__YOUR OBJECTIVE__: Repeat the lines beginning at the one with "Where can the storefront" and running to the end of the material, keeping the first and last of them, exactly as they appear.

####

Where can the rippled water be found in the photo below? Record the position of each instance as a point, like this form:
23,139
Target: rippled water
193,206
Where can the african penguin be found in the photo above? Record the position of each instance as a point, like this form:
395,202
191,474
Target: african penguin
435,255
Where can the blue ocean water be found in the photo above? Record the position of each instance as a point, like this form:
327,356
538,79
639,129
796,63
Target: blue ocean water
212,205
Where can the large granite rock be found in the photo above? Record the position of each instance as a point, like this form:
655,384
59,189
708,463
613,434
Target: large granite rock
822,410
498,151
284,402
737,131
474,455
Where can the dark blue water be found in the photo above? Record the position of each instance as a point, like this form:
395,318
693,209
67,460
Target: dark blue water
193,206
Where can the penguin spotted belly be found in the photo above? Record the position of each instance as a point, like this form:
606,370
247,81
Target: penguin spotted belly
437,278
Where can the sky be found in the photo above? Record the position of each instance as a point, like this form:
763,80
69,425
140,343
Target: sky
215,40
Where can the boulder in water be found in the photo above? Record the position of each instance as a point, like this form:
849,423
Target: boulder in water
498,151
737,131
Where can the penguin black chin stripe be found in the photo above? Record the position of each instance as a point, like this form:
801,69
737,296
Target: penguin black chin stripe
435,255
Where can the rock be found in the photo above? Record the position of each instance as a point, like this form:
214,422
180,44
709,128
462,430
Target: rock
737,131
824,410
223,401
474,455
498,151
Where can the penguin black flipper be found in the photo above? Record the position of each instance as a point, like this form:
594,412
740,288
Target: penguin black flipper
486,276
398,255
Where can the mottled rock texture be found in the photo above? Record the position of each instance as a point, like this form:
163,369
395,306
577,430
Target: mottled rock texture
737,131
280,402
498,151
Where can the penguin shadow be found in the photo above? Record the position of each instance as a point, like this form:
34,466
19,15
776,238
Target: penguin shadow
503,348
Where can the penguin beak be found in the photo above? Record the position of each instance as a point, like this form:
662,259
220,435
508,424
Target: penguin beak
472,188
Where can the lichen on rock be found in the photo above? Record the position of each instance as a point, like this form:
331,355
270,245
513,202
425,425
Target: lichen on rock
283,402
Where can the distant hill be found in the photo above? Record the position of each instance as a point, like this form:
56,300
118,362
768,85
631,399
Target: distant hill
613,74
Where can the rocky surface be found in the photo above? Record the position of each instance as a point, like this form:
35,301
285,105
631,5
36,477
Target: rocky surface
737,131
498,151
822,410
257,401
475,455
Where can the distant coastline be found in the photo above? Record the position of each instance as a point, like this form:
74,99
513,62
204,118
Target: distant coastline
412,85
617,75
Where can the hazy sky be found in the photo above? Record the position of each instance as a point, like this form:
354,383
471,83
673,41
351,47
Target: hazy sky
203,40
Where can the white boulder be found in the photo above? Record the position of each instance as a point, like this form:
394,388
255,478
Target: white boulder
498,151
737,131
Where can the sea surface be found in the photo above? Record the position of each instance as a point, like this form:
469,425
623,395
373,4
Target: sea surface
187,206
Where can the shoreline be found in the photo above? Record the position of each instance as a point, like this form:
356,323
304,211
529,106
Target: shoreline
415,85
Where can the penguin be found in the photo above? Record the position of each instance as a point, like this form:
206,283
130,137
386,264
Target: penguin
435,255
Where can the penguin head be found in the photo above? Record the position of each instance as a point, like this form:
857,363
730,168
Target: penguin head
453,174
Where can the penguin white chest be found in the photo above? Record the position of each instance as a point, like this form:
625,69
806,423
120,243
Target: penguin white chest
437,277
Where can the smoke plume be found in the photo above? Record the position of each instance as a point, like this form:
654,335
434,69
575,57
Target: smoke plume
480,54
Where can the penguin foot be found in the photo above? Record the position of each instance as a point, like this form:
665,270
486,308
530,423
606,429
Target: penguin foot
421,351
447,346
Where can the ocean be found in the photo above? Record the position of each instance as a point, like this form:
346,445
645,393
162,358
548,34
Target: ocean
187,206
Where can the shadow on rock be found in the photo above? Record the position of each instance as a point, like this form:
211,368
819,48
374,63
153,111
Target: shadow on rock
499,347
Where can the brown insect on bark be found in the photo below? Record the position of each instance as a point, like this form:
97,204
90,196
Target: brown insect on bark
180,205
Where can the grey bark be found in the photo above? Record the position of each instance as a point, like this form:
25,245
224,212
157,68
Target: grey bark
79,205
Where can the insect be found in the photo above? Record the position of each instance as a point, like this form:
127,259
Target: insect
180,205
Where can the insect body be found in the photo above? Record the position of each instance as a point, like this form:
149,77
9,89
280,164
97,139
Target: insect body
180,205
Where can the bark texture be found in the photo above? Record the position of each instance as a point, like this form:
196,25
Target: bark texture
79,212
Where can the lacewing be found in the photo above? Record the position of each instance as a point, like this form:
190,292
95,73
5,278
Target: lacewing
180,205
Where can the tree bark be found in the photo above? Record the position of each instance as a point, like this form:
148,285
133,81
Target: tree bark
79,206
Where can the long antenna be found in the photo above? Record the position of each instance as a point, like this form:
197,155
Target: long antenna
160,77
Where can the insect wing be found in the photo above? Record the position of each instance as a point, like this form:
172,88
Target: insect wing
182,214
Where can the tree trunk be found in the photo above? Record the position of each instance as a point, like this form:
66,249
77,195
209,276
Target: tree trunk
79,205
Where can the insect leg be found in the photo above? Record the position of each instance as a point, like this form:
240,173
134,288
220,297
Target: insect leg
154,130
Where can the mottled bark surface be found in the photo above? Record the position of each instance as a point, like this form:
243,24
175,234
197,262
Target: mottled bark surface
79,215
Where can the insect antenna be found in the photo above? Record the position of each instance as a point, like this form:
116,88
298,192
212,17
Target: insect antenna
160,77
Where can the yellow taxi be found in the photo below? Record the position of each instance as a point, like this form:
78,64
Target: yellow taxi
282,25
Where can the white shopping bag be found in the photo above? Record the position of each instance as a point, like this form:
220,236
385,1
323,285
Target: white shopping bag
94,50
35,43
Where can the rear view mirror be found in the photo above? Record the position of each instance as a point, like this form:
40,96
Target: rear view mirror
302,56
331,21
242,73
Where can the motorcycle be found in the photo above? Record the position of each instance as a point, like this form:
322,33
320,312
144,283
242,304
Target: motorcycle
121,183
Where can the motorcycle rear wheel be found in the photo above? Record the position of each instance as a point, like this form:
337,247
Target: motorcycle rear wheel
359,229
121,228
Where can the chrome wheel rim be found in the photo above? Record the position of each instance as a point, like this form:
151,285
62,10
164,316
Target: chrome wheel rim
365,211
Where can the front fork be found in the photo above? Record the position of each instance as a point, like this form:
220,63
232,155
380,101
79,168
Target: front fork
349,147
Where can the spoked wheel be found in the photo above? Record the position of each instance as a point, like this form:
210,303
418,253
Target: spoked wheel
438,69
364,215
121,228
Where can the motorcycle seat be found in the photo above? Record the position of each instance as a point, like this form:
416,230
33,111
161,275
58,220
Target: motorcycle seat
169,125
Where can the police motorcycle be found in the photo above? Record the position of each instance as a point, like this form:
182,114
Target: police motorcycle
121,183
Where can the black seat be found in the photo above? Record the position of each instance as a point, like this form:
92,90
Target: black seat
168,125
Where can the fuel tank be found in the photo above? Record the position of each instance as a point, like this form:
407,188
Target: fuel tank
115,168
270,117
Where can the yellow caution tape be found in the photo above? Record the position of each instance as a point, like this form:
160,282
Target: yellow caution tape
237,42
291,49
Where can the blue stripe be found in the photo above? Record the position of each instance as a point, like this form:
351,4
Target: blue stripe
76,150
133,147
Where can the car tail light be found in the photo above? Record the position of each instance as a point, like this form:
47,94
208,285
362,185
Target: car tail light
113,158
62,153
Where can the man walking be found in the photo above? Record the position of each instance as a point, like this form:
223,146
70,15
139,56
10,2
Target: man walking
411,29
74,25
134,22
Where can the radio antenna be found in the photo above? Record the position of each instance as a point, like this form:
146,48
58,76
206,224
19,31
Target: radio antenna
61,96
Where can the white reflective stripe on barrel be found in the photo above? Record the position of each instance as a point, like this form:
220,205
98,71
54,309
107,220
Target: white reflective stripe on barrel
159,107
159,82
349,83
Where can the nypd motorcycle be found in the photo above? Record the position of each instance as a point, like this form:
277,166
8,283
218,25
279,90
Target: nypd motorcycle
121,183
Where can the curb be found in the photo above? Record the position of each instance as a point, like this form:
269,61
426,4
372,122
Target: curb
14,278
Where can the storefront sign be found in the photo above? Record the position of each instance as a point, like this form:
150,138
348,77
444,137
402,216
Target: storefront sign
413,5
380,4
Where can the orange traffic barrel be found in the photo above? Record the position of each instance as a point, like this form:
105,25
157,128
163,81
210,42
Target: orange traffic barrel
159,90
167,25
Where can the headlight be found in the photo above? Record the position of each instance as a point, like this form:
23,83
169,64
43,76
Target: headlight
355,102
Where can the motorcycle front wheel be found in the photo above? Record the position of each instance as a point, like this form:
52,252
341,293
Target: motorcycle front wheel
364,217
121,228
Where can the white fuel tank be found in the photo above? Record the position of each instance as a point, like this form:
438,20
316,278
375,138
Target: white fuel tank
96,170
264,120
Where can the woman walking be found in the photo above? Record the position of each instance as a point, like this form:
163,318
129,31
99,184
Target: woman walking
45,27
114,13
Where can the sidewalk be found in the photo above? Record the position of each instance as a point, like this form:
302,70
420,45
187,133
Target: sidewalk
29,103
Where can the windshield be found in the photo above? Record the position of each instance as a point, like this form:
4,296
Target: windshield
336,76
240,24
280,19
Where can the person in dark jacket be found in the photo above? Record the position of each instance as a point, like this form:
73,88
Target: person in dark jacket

####

__SOLVED PROBLEM__:
Where can the storefront sign be found in the photo above? Record the position of each instance as a point, like this form:
150,138
348,77
444,137
402,216
Target: storefront sign
413,5
380,4
Where can the orange traffic barrel be found in the photo above? Record the position of each instance as a point, like this form:
105,25
157,128
163,81
210,42
Target: orange traffic barrel
159,90
167,25
Where can the headlight be found in the photo above? Record the position of each instance as a point, like this form:
23,83
169,64
43,76
Target: headlight
355,102
Where can the motorcycle front wheel be found in the photo above? Record the position of each instance as a point, like this form:
52,252
341,293
Target: motorcycle front wheel
364,217
121,228
Where can the white fuel tank be found in the photo above? Record the position of each instance as a point, like this form:
438,20
316,278
375,138
Target: white fuel tank
96,170
264,120
Where can the woman walking be found in the photo above? Record the position of each instance as a point, like this form:
163,318
129,31
99,184
Target: woman walking
45,27
114,13
Where can the sidewalk be found in the photo above? Record the position of each instance as a point, like this form:
302,70
420,45
187,133
Target: sidewalk
29,103
Where can the windshield be found in the photo above? Record the position of each instance as a point, like this form:
4,296
Target: windshield
336,76
240,24
280,19
Where can the person in dark jacket be found in the photo above? Record the position of each instance as a point, like this form:
73,88
Target: person in dark jacket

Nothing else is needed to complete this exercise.